> TASK DESCRIPTION
Edit the records below so that every "disc" becomes "circle", and leave all else unchanged. Omit the pictures from your answer.

* Begin DATA RECORDS *

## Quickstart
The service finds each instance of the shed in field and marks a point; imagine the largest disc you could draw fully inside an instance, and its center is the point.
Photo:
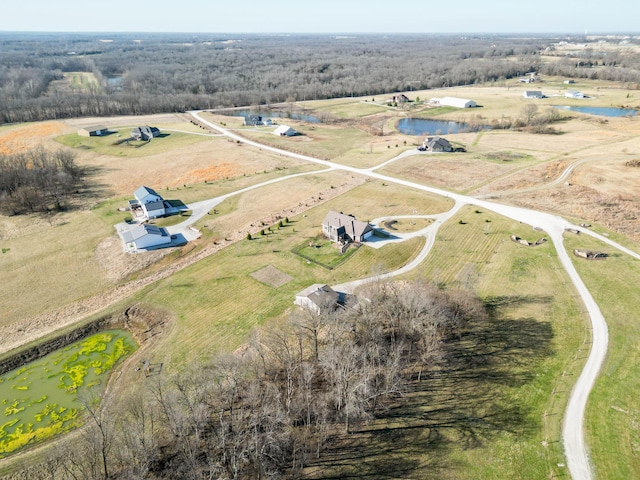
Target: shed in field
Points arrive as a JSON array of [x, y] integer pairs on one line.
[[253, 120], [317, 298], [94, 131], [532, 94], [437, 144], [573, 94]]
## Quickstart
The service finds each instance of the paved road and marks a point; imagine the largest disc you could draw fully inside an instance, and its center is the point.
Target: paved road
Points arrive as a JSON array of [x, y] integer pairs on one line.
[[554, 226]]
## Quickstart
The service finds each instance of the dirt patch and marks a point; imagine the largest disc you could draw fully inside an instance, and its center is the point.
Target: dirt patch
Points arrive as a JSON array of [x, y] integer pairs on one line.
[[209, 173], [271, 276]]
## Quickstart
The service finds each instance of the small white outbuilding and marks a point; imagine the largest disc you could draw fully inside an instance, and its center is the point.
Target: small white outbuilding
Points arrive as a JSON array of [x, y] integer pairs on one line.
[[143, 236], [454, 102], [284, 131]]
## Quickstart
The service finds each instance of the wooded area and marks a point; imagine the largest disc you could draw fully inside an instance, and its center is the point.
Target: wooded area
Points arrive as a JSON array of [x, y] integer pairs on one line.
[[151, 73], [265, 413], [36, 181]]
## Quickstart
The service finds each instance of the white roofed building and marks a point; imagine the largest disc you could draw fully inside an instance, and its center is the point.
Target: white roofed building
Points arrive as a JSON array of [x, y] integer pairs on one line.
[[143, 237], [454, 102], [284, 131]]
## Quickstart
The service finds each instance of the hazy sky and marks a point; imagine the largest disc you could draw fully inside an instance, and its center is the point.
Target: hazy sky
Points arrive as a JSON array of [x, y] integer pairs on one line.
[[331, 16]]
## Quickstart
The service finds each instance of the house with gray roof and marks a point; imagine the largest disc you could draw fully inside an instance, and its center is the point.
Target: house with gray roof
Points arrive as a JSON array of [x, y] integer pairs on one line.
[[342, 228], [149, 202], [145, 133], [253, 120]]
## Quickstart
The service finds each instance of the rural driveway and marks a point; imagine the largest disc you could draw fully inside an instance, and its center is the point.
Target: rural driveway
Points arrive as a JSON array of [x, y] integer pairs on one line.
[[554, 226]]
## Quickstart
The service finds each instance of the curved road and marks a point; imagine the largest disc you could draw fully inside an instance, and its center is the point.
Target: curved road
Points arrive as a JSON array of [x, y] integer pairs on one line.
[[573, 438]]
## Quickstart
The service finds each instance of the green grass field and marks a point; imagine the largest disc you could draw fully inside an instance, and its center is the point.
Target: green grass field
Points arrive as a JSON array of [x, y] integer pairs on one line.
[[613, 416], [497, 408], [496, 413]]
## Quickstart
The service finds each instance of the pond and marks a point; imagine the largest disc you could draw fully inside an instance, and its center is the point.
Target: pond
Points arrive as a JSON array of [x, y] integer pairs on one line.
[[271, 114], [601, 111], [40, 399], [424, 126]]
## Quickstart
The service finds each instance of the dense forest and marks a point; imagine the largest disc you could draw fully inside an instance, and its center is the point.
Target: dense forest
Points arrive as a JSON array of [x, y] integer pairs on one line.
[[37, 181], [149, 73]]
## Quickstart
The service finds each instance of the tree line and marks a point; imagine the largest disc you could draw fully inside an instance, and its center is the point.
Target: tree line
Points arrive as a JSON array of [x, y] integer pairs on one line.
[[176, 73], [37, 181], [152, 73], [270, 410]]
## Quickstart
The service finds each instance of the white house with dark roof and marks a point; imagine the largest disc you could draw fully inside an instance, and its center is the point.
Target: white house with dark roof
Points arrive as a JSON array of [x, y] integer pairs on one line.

* End DATA RECORDS *

> ANSWER FOR THIS EXERCISE
## Quickstart
The service finds each instance of the shed in field and marks a point; imagine the largest circle you could draw fully inside an instance, and its center is the point.
Photo:
Target: shed in field
Points arrive as a JSON array of [x, y] integer pairs on one line.
[[253, 120], [317, 298], [94, 131], [532, 94], [437, 144], [573, 94]]
## Quickstart
The service finds each instance of the paved road and marks a point; imagine the largest circle you could draw fully inside an instance, and its center is the point.
Target: paved road
Points arrive as a JSON array of [x, y] integer pairs on one line.
[[554, 226]]
## Quickstart
The service finds each instance of the dirt patch and marks a point; imagine the largest circle you could draw fully inside an instance, and its center is the point.
Target: dirt patch
Points arrive as a JSON array of [x, y] integer pairs on one line.
[[209, 173], [271, 276]]
## Quickstart
The service finds each instance of the small white outbuilding and marks a point; imagine the largest circle you could draw fully inside an instance, and its center is the point.
Target: small white outbuilding
Points arrive as a JSON array of [x, y] integer pairs on one line.
[[143, 236], [454, 102], [284, 131]]
## Quickstart
The service finds each instance of the wooded area and marks a point; imagine the largest circle you could draw fully inside an instance, and its center is the point.
Target: wooded area
Points arrive as a JSON array of [x, y] integer pairs on one line.
[[151, 73], [265, 413], [36, 181]]
## Quickstart
The service finds each instance of the white roofed building and marks a point; imagine the largest circle you could draw fully inside an instance, and its center is the point.
Target: white roofed building
Points arrive as a JSON array of [x, y] integer pairs on one line.
[[143, 237], [454, 102], [284, 131]]
## Quickstart
The service finds each instance of the hazy sky and marks a point; imagine the largest circle you could draw fully inside an instance, and its center is the point.
Target: hazy sky
Points arrive as a JSON array of [x, y] integer pairs on one line.
[[331, 16]]
## Quickstart
The service finds each instance of the house with gray roof and marks a point; imagine the largest circle you could draw fully inside an instance, and its center is the point.
Target: house with gray roof
Points arrive as a JSON array of [x, y] integer pairs on one line.
[[342, 228], [149, 202], [145, 133], [253, 120]]
## Quickstart
The service finds each instance of the rural driveway and marks a point; imagine the largest circle you could draw fully inside an instance, and its center is the point.
Target: rural driveway
Points arrive as a JSON array of [x, y] integer pairs on one line.
[[554, 226]]
## Quickstart
The service finds each instance of the curved road and marks a point; imagine the largest circle you could draw fully inside an instance, and its center is the point.
Target: curved road
Points arrive as a JSON array of [x, y] integer pairs on one line.
[[573, 438]]
## Quickstart
The service finds each instance of the green grass field and marks a point; imagine the largest circle you could draw fully inside an instance, and its center is the point.
Target: green grass field
Points arrive as a JSON array of [x, y] integer pairs on one line.
[[613, 416], [497, 408], [496, 413]]
## Quickstart
The service finds each instance of the pond and marks a point; imagine the largest circle you could draw fully inside an instance, and its center is the point.
Target: pond
Points arrive as a JSON array of [x, y] integer pairs on one line.
[[271, 114], [601, 111], [40, 399], [424, 126]]
## Quickstart
The service finds each instance of the dense forest and marks a point; imagine the largest circle you could draw fully inside an instance, and its center is the point.
Target: dense forest
Points arrive as a JSON array of [x, y] integer pairs on one line.
[[37, 181], [149, 73]]
## Quickstart
The service finds each instance of the tree line and marks a point; imagine the largest circle you could draw fully inside an instance, and its center is the point.
Target: tree line
Points arrive as a JSON array of [x, y] integer pairs on one line.
[[176, 73], [37, 181], [152, 73], [270, 410]]
## Quickstart
The service finds each instance of the white house with dark roof and marks a point; imagine the largest circle you could draw fully inside an instance, and its center is the point.
Target: white house with dark roof
Points arrive as a JSON array of [x, y] integer pairs on one line.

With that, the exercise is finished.